◆ **Action item**: Please decide whether each statement agrees with the text on System 2 for AI agents, and answer yes or no for each, quoting the words from the text that settle it. 1. Masar's deliberation relies on a second, larger model. 2. When something fails, the error leads to a bounded repair turn. 3. The structural limits of autoregressive generation are bugs in particular models.

◆ **Document passage**:
- - - - - - -
System 2 for AI Agents
Daniel Kahneman's framing distinguishes two modes of thought: System 1 (fast, intuitive, automatic) and System 2 (slow, deliberate, analytical). An LLM is System 1. Masar is the System 2 layer beside it — though, importantly, Masar's "deliberation" is not another, bigger model: it is a symbolic compiler and a pair of verifiers.
System 1: the LLM
An LLM responds in one forward pass. That is powerful for tasks near its training distribution — interpreting intent, handling ambiguity, producing plausible structure. But autoregressive generation has structural limits:
- No guaranteed correctness. It cannot tell whether its output compiles or runs; confidence and validity are uncorrelated.
- No bounded action space. Asked for code, it can emit anything — including undeclared or unsafe constructs.
- No execution feedback by itself. It does not know what its output did.
These are properties of the paradigm, not bugs in any one model.
System 2: the symbolic layer
Masar closes those gaps without a second large model:
| System 1 limitation | System 2 answer |
|---|---|
| Output might not be valid | The compiler validates to zero errors/warnings; two verifiers gate every build |
| Unbounded action space | The model may only invoke declared, pre-verified behaviors |
| No execution feedback | Training and verification signals come from real dispatch + validation |
When an LLM says "here is your schema," nothing has been checked. When Masar accepts a build, it has been compiled and executed through both verifiers. The guarantee is symbolic and earned, not a probability the model asserts about itself.
How they work together
The LLM proposes; the symbolic layer disposes. A typical flow: the model reads the intent and selects a behavior and its typed parameters; the deterministic compiler composes and validates the program; the verifiers execute it; if something fails, the error feeds a bounded repair turn rather than a free-form guess.
The model never has to invent structure, and the symbolic layer never has to interpret ambiguous language. Each does what it is good at — which is also why the model can stay small and run locally.
- - - - - - -
◆ **Data under study**:
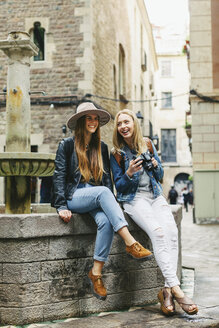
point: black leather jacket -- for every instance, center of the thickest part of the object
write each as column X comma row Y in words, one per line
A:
column 67, row 175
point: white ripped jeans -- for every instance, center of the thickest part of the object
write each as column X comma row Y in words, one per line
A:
column 154, row 216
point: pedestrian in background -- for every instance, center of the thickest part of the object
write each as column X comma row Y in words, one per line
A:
column 186, row 198
column 137, row 172
column 82, row 184
column 173, row 195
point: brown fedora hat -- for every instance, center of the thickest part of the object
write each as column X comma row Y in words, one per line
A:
column 87, row 108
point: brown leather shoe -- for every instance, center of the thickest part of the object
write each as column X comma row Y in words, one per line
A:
column 137, row 251
column 97, row 284
column 166, row 300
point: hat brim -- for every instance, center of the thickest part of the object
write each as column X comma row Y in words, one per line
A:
column 104, row 117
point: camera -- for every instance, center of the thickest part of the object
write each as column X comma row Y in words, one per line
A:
column 146, row 158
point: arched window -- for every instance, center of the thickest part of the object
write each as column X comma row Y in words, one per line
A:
column 121, row 70
column 38, row 37
column 114, row 82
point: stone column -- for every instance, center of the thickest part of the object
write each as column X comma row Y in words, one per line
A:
column 19, row 48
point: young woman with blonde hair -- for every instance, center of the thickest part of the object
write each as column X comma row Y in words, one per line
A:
column 137, row 174
column 82, row 184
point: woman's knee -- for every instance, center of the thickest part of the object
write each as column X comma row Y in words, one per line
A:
column 103, row 223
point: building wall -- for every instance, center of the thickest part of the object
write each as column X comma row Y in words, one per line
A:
column 205, row 114
column 82, row 45
column 173, row 118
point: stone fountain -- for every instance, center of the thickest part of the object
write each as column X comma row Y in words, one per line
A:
column 44, row 261
column 18, row 164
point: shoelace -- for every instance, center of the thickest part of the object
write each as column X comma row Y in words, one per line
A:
column 99, row 280
column 137, row 247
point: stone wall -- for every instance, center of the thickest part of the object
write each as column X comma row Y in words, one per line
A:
column 44, row 264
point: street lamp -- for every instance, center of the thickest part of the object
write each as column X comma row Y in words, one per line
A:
column 155, row 140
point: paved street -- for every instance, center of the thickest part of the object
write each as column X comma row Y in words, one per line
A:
column 200, row 252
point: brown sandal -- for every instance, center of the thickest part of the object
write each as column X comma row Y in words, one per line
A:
column 166, row 300
column 185, row 302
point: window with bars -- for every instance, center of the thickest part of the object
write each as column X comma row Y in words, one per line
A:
column 168, row 145
column 166, row 69
column 38, row 37
column 166, row 101
column 121, row 70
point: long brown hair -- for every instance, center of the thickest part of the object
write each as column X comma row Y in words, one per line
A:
column 89, row 160
column 138, row 141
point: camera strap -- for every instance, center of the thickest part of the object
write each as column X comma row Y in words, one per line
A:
column 119, row 157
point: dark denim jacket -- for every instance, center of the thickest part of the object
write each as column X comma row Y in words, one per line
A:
column 67, row 175
column 126, row 187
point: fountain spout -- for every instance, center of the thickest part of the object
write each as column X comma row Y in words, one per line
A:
column 19, row 49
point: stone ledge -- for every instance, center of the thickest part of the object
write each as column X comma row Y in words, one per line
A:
column 49, row 224
column 44, row 264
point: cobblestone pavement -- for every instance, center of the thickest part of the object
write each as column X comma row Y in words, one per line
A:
column 200, row 275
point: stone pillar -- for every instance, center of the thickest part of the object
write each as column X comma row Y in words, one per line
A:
column 19, row 48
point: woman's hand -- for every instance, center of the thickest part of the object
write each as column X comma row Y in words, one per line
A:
column 65, row 215
column 154, row 162
column 134, row 166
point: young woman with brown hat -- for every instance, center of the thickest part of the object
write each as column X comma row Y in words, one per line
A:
column 82, row 183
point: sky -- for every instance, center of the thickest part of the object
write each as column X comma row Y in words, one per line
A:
column 170, row 13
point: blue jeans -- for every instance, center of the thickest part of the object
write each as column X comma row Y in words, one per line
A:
column 100, row 202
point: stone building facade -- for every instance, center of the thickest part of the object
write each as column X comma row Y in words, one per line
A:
column 204, row 68
column 172, row 87
column 94, row 47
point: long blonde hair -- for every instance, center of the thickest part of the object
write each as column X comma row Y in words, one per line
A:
column 89, row 160
column 138, row 141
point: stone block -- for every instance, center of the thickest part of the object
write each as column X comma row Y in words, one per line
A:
column 144, row 296
column 203, row 85
column 203, row 129
column 204, row 55
column 21, row 295
column 211, row 137
column 198, row 22
column 197, row 8
column 199, row 70
column 200, row 39
column 211, row 157
column 49, row 273
column 21, row 273
column 197, row 157
column 18, row 251
column 198, row 147
column 55, row 311
column 1, row 272
column 71, row 247
column 20, row 316
column 125, row 263
column 113, row 302
column 68, row 288
column 143, row 279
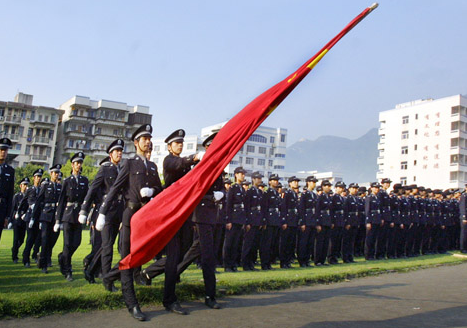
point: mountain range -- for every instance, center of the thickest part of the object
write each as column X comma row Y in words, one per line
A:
column 354, row 160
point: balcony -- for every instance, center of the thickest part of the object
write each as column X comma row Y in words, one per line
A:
column 41, row 140
column 39, row 158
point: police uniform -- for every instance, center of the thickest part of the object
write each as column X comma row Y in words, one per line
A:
column 19, row 226
column 236, row 215
column 288, row 234
column 373, row 218
column 100, row 187
column 71, row 198
column 44, row 212
column 323, row 209
column 307, row 222
column 337, row 213
column 7, row 186
column 28, row 203
column 255, row 219
column 271, row 212
column 135, row 174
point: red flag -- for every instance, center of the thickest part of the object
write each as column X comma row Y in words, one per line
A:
column 156, row 223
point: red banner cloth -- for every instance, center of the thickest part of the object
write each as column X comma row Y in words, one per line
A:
column 157, row 222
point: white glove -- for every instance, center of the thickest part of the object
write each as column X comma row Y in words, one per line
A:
column 146, row 192
column 100, row 223
column 82, row 218
column 218, row 195
column 200, row 155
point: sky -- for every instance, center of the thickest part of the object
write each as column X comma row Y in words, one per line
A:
column 198, row 63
- - - - - - -
◆ **Finished task**:
1. No: "is not another, bigger model: it is a symbolic compiler and a pair of verifiers."
2. Yes: "if something fails, the error feeds a bounded repair turn rather than a free-form guess."
3. No: "These are properties of the paradigm, not bugs in any one model."